**GOAL**
Tally the lines in the items below that contain the string "shoe", treating case as significant, and reply with the number alone.

--*--

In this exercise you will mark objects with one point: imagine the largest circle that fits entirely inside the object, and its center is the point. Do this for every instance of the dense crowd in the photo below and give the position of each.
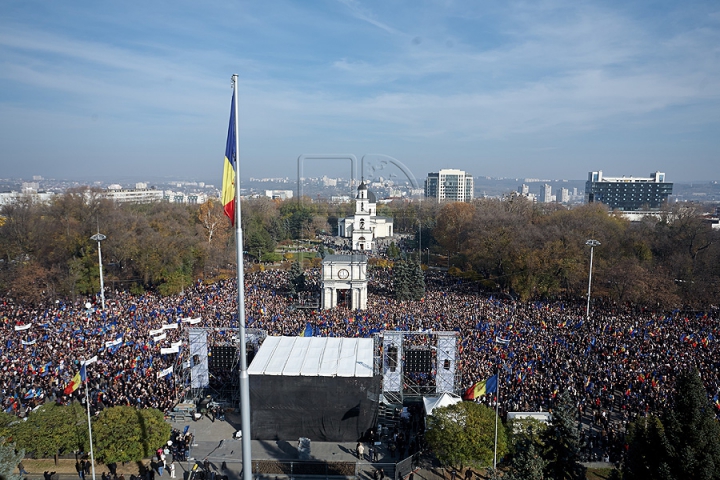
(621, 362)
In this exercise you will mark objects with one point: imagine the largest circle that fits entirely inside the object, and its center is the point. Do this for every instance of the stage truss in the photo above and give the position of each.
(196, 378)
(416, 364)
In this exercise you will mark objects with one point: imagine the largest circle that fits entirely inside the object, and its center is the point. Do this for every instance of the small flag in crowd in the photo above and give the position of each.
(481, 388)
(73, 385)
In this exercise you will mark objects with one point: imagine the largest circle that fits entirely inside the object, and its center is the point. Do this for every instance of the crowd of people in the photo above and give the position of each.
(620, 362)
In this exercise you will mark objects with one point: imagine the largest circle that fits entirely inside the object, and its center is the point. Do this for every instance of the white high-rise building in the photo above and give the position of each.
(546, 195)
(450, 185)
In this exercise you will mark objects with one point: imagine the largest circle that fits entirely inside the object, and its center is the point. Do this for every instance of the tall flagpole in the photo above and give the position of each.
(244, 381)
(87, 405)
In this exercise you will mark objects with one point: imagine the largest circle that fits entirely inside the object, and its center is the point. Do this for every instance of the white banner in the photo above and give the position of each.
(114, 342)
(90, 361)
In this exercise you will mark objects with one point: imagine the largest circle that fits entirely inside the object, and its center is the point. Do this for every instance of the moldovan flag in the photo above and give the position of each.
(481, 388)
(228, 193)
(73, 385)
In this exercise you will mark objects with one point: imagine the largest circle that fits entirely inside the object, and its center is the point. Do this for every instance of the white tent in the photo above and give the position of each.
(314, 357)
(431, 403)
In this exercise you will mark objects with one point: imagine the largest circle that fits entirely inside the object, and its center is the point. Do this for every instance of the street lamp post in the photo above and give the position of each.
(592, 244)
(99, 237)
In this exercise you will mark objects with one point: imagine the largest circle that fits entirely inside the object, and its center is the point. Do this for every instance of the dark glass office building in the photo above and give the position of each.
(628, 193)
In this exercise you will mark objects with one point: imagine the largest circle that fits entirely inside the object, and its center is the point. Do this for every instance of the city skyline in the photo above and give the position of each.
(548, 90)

--*--

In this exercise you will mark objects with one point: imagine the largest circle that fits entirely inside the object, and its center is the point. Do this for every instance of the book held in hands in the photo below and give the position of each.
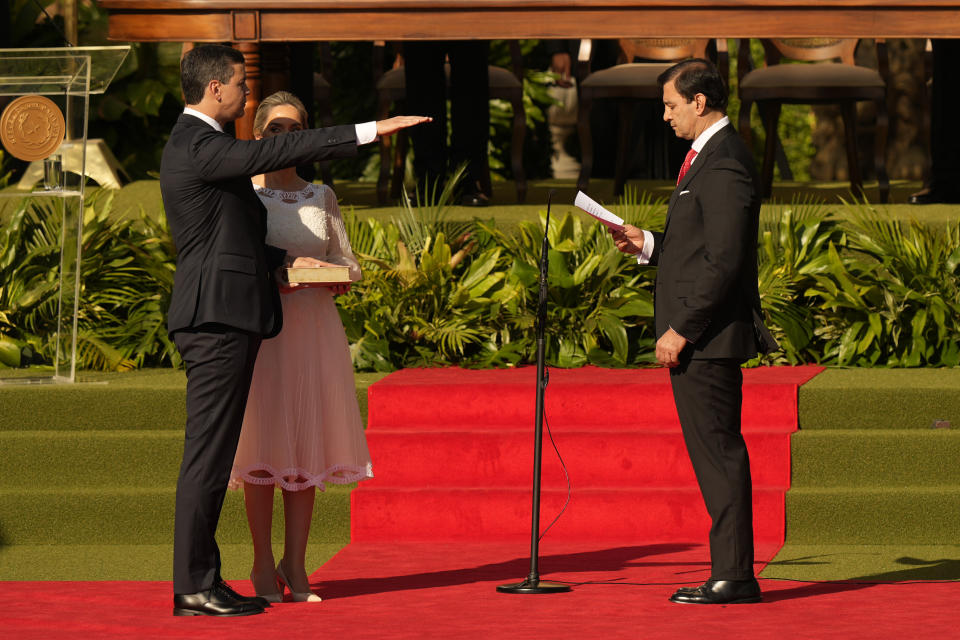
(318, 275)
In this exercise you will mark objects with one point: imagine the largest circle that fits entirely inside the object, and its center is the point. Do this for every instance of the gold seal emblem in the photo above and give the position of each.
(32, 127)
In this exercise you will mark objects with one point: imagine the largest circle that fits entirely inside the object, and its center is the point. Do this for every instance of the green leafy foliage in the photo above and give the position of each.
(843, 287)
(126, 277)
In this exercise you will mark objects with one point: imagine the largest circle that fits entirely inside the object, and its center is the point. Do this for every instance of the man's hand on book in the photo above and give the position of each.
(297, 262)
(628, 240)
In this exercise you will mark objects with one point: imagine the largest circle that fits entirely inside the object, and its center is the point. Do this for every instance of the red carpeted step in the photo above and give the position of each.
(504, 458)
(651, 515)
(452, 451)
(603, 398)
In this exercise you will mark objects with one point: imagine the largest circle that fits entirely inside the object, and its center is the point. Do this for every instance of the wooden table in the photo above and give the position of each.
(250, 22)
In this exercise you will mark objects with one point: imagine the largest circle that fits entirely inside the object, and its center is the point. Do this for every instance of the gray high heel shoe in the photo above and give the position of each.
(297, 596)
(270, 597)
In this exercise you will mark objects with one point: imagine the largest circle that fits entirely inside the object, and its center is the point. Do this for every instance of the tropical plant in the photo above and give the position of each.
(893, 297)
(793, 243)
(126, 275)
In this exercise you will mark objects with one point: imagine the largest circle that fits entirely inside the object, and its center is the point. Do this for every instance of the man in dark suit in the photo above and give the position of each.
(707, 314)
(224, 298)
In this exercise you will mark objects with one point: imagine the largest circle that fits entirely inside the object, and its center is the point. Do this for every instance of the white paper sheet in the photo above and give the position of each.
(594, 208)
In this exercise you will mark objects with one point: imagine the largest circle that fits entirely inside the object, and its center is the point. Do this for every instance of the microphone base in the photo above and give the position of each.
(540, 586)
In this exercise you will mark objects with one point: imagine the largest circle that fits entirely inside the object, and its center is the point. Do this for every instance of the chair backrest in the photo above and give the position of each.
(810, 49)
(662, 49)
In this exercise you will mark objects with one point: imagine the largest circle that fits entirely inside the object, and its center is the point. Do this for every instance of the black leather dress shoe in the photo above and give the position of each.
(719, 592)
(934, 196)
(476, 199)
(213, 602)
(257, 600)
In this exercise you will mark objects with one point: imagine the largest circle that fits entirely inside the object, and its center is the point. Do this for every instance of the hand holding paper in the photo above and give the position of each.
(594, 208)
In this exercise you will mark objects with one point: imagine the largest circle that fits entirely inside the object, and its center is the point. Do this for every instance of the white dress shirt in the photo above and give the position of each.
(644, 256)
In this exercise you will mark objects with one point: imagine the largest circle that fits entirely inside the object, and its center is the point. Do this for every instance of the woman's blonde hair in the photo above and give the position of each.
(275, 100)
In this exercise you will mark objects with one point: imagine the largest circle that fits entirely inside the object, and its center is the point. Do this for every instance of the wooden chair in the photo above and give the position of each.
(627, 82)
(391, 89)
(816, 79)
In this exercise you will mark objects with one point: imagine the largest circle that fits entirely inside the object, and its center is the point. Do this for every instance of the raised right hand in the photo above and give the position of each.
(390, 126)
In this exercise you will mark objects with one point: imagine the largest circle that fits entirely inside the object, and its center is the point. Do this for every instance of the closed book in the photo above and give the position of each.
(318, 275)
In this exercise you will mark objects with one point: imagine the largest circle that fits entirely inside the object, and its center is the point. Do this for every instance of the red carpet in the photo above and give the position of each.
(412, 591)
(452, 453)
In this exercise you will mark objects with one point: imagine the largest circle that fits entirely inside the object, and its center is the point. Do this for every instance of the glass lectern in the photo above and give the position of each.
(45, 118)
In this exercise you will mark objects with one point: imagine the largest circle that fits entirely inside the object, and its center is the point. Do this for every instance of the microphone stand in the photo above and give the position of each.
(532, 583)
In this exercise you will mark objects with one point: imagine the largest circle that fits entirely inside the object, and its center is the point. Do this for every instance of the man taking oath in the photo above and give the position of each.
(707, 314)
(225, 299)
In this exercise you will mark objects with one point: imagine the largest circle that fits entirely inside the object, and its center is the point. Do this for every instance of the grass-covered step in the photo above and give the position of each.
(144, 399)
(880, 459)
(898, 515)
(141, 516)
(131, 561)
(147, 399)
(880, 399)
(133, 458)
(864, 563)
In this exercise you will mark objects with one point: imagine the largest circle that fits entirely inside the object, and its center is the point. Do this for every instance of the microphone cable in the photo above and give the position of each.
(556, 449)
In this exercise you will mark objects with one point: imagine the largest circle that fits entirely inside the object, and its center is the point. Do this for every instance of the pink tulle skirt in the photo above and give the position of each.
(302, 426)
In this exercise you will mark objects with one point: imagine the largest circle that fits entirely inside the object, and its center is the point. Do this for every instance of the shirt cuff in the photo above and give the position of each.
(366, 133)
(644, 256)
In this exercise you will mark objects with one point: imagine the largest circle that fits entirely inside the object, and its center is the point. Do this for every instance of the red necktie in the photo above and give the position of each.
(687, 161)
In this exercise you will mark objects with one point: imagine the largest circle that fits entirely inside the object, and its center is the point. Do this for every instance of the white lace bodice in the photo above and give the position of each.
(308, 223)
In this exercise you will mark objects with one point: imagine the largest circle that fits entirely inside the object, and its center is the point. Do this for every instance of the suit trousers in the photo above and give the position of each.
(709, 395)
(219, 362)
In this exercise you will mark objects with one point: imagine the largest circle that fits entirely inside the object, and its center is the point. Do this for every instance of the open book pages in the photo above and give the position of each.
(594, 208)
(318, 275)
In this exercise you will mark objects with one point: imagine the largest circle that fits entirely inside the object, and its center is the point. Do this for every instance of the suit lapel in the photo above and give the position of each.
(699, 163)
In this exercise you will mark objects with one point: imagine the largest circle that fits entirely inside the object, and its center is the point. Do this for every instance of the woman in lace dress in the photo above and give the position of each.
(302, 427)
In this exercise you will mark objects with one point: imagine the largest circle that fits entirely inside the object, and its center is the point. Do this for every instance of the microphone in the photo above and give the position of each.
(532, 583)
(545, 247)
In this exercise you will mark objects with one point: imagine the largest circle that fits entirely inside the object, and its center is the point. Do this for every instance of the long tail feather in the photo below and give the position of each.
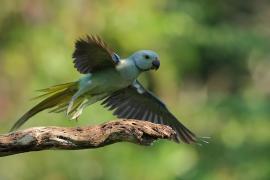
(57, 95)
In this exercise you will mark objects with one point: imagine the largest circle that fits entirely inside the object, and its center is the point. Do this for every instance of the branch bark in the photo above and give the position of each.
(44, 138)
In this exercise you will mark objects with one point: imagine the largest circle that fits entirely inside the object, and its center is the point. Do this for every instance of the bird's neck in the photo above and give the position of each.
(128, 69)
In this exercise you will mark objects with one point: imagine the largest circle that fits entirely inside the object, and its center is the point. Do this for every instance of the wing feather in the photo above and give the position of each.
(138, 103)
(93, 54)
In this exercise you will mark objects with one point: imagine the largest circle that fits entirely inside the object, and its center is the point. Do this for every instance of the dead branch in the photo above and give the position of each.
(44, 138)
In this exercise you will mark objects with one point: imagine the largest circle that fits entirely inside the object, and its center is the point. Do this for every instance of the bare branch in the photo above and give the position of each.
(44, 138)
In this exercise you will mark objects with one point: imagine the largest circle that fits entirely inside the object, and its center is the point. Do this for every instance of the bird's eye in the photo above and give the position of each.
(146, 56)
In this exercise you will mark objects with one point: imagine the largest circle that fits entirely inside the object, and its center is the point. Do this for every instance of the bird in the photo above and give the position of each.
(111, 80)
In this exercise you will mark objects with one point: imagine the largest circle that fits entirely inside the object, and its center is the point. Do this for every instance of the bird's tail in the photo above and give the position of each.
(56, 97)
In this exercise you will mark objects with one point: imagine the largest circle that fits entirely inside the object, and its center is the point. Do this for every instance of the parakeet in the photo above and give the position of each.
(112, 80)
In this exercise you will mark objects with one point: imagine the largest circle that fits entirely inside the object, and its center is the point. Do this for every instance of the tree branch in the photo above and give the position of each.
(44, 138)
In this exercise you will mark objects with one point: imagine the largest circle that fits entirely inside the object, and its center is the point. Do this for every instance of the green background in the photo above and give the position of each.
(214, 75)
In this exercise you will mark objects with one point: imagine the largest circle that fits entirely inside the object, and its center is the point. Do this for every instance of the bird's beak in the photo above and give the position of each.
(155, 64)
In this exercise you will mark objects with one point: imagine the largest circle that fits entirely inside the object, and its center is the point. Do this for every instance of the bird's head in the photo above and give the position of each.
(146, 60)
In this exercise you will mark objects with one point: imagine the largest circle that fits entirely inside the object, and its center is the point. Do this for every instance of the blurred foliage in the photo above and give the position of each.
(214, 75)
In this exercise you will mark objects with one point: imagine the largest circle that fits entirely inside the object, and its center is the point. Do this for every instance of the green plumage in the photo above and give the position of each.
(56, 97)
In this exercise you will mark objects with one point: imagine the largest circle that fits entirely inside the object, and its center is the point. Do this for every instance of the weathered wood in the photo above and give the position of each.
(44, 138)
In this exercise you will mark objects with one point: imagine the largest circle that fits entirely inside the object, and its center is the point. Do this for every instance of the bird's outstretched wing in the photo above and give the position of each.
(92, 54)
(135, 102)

--*--

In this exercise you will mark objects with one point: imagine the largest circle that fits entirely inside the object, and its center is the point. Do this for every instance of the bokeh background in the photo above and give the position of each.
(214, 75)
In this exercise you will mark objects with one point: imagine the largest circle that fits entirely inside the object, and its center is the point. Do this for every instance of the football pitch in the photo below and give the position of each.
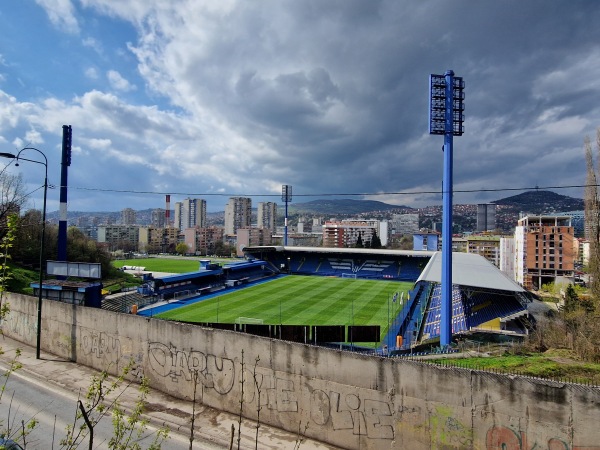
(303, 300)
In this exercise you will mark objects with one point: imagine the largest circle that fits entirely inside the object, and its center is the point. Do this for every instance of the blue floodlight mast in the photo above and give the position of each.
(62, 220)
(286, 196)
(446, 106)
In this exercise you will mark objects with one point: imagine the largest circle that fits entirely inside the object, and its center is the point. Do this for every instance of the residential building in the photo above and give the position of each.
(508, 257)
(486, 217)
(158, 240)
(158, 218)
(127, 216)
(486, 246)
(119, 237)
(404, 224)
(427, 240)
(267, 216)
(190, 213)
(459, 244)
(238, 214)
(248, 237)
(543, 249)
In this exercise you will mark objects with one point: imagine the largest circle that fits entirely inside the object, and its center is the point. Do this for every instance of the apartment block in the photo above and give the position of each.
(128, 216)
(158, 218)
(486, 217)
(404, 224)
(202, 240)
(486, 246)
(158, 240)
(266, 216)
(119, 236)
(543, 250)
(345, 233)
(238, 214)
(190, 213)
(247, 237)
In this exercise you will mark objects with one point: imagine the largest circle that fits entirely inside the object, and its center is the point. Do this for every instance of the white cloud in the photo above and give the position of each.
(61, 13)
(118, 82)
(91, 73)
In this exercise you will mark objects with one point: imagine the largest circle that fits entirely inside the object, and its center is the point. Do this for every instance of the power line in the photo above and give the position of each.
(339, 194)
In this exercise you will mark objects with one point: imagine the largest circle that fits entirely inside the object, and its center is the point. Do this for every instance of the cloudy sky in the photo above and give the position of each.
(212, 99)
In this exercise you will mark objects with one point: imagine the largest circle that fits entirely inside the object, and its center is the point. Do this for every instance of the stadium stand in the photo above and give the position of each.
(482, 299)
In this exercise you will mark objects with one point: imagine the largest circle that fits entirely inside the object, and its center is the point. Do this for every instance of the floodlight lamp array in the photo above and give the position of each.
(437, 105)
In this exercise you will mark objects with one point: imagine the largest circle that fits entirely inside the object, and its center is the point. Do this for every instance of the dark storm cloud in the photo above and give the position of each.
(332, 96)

--*--

**TASK SOLUTION**
2